- **Source records**:
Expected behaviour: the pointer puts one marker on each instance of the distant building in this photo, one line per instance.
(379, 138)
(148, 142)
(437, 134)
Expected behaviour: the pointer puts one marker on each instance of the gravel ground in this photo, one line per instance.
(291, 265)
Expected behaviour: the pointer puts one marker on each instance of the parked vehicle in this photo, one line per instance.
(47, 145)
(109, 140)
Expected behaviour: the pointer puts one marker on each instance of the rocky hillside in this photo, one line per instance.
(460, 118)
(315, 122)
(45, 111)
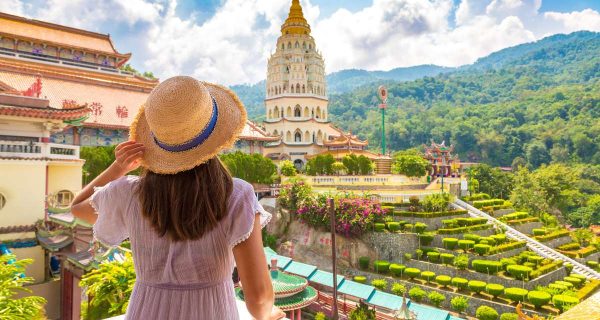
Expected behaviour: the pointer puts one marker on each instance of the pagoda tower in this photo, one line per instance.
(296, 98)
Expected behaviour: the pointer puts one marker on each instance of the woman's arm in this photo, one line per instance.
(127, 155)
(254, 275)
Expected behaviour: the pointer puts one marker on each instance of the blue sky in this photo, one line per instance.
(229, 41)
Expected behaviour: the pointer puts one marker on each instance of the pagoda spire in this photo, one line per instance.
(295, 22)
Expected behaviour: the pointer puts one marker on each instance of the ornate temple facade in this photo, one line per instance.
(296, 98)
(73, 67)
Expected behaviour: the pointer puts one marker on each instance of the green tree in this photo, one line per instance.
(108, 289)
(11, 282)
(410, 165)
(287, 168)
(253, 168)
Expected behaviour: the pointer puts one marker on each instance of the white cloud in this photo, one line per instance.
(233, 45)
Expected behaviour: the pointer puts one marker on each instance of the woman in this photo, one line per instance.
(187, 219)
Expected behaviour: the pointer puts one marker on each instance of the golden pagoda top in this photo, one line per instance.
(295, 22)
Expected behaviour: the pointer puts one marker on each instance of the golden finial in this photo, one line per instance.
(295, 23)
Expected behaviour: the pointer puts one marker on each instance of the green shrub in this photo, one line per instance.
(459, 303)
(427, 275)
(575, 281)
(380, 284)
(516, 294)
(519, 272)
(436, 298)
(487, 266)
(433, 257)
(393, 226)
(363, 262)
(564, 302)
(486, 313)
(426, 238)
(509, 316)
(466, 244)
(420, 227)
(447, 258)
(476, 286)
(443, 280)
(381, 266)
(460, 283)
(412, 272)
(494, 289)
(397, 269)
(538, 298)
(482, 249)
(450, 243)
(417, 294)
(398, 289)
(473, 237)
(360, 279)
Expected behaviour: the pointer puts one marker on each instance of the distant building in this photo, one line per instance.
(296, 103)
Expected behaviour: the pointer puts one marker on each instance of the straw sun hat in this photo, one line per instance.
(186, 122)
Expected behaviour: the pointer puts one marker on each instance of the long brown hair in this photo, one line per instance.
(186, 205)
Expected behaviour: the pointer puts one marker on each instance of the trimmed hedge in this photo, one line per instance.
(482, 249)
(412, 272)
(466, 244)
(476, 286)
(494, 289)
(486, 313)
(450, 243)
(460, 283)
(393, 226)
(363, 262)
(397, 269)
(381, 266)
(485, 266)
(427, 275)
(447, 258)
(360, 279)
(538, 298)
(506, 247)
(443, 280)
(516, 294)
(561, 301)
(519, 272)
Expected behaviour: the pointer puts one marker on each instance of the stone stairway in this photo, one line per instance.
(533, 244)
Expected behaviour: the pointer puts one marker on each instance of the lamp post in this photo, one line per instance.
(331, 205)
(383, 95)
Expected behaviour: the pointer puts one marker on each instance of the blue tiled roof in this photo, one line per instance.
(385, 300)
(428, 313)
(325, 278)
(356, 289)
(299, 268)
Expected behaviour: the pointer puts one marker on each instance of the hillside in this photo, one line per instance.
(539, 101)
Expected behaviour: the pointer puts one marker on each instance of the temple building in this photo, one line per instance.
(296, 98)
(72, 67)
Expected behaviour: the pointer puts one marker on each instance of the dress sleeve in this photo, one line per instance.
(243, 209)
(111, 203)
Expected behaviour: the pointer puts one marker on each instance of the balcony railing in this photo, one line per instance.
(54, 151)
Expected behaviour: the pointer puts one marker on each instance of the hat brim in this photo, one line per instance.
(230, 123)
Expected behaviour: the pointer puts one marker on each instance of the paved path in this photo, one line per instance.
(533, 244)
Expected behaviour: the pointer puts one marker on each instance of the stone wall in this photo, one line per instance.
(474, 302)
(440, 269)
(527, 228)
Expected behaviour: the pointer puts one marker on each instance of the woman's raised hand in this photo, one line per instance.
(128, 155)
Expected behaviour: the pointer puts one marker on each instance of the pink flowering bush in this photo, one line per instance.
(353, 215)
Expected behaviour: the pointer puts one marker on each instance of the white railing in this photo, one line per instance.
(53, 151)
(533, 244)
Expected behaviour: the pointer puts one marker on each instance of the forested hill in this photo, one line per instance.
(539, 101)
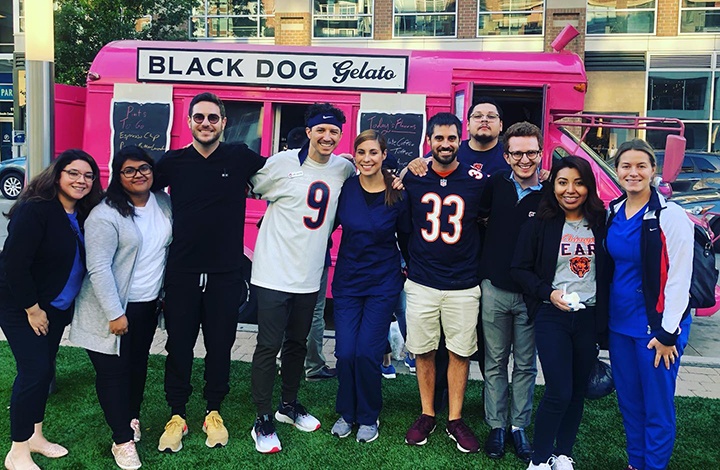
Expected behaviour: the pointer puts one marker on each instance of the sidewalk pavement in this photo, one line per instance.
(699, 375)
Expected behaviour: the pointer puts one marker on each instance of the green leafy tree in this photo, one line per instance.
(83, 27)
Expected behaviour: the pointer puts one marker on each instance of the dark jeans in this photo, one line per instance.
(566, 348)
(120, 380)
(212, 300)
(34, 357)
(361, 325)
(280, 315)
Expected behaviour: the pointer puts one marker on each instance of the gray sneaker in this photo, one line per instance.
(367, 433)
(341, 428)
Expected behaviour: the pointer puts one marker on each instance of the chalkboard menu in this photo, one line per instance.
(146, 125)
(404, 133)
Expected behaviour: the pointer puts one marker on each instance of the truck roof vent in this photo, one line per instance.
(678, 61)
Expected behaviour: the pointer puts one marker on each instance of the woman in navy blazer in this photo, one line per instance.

- **Instruction**: Reproduce every line from the one containing "jeans in this photo, one line per instance." through the last line of the items, inclusive, with the requests unchanged. Scale each answer coordinate by 1.6 and round to whole numbers, rounding halves up.

- **Task answer**:
Expected behaviour: the pointer puts one marker on each instance of the dark jeans in this photo, one line per instance.
(906, 557)
(192, 608)
(339, 480)
(54, 571)
(578, 520)
(448, 504)
Expected behaviour: the pointer puts one marker on each instance of the gray sneaker in this photo, one line per instance.
(587, 693)
(546, 685)
Expected behaviour: the pointer puts one marker on each instance of the chalkboard menu in this photo, one line per instance.
(234, 200)
(646, 213)
Expected behaviour: the pointer puts one marker on each instance of the truck roof vent in this photo, one line per instance.
(1085, 98)
Expected behaviour: the pointer puts one marker on each instance of the woman in navy blazer in this photo, one line per instance.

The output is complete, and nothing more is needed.